### Records supplied ###

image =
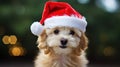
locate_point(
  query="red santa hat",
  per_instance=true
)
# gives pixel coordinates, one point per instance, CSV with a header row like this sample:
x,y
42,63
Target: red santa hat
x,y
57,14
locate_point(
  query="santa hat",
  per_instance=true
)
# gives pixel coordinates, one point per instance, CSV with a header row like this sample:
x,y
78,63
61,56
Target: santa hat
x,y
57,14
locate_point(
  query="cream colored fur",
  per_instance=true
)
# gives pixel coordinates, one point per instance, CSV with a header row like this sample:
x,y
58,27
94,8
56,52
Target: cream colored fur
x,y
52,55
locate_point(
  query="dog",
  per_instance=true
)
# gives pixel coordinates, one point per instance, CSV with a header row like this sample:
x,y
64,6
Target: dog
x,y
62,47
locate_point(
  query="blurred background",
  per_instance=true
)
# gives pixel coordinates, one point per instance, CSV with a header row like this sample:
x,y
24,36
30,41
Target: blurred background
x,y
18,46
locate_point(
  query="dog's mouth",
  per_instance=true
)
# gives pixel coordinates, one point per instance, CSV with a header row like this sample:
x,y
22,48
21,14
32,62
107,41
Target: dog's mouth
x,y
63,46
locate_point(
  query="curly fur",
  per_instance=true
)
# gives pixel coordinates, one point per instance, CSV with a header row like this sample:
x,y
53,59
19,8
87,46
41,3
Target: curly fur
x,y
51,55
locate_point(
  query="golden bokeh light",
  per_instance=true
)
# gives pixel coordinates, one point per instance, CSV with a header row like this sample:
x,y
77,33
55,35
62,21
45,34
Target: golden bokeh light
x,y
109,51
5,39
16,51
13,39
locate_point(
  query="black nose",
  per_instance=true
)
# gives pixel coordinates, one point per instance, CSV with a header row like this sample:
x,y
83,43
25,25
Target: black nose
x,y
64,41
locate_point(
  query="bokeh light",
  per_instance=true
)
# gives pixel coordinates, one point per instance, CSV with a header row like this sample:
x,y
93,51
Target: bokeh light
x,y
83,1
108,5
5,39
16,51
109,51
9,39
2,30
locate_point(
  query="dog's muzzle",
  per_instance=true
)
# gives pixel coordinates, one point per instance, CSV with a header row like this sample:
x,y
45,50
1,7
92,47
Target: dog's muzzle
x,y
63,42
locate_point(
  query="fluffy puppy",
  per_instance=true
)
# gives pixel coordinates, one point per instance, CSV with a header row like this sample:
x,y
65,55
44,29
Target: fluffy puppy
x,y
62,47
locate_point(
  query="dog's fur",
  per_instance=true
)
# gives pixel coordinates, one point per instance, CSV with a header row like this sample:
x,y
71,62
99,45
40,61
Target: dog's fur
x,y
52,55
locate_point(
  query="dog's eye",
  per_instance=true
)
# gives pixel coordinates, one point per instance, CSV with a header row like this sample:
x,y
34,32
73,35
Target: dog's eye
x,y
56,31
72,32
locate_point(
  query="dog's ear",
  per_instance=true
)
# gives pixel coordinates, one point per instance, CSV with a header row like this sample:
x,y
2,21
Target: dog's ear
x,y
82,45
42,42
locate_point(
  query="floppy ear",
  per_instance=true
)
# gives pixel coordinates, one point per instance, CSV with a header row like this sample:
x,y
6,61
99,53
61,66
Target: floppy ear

###

Task directions » Leave out the pictures and print each record exactly as it stands.

Expected answer »
image =
locate_point(
  query="red santa hat",
  per_instance=true
)
# gives pixel coordinates, one point per instance, CSV with a header row like this sample:
x,y
42,63
Target: red santa hat
x,y
57,14
locate_point(
  query="santa hat",
  per_instance=true
)
# gives pixel coordinates, one point per instance, CSV with a header row like this sample:
x,y
78,63
61,56
Target: santa hat
x,y
57,14
locate_point(
  query="cream colored fur",
  per_instance=true
)
# gives pixel coordinates, one point per instance, CSV with a header row like this sample:
x,y
58,27
94,8
56,52
Target: cream colored fur
x,y
52,55
locate_point(
  query="dog",
  per_instance=true
)
# gives pixel coordinates, one point per instance, CSV with a header row like this sample:
x,y
64,6
Target: dog
x,y
62,47
locate_point(
  query="blurred background",
  per_instance=true
)
# gives pixel coordinates, one point per instance, CSV with a header row like this sample:
x,y
24,36
30,41
Target: blurred background
x,y
18,46
locate_point(
  query="dog's mouth",
  per_instance=true
)
# gives pixel coordinates, one point per instance, CSV with a header row like this sample:
x,y
22,48
21,14
32,62
107,41
Target: dog's mouth
x,y
63,46
locate_point(
  query="curly fur",
  per_instance=true
)
# gives pixel coordinates, one point per instance, CSV with a header row like this sample:
x,y
53,59
19,8
87,46
41,3
Target: curly fur
x,y
51,55
locate_point(
  query="golden bokeh light",
  per_instance=true
)
# gives pixel coordinates, one point per instance, CSV with a header row like this sample:
x,y
77,33
55,35
62,21
45,34
Target: golden bokeh light
x,y
109,51
5,39
16,51
13,39
locate_point(
  query="black nose",
  per_instance=true
)
# gives pixel coordinates, one point per instance, CSV with a header row like this sample:
x,y
83,43
25,25
Target: black nose
x,y
64,41
locate_point(
  query="bokeh light",
  per_instance=true
)
# gives pixel coordinates, one point per instance, CSV with a header row like this sample:
x,y
93,51
Target: bokeh light
x,y
83,1
108,5
5,39
16,51
109,51
9,39
2,30
locate_point(
  query="dog's muzzle",
  per_instance=true
)
# gives pixel coordinates, one point per instance, CSV with a header row like this sample:
x,y
45,50
1,7
92,47
Target: dog's muzzle
x,y
63,42
locate_point(
  query="fluffy puppy",
  per_instance=true
)
# gives pixel coordinates, one point per instance, CSV with a header row like this sample:
x,y
65,55
44,29
Target: fluffy puppy
x,y
62,47
locate_point(
  query="dog's fur",
  per_instance=true
)
# gives pixel coordinates, one point per instance, CSV with a header row like this sample:
x,y
71,62
99,45
40,61
Target: dog's fur
x,y
52,55
locate_point(
  query="dog's eye",
  per_instance=true
)
# gives pixel coordinates, one point per instance, CSV with a header row like this sample:
x,y
34,32
73,35
Target: dog's eye
x,y
56,31
72,32
locate_point(
  query="dog's ear",
  per_instance=true
)
# gives pixel coordinates, one point per instance, CSV with a header row like this sample:
x,y
2,21
Target: dog's ear
x,y
82,45
42,42
locate_point(
  query="floppy ear",
  per_instance=true
)
# gives pixel coordinates, one point per instance, CSV with a header row like this sample:
x,y
6,61
99,53
61,66
Target: floppy ear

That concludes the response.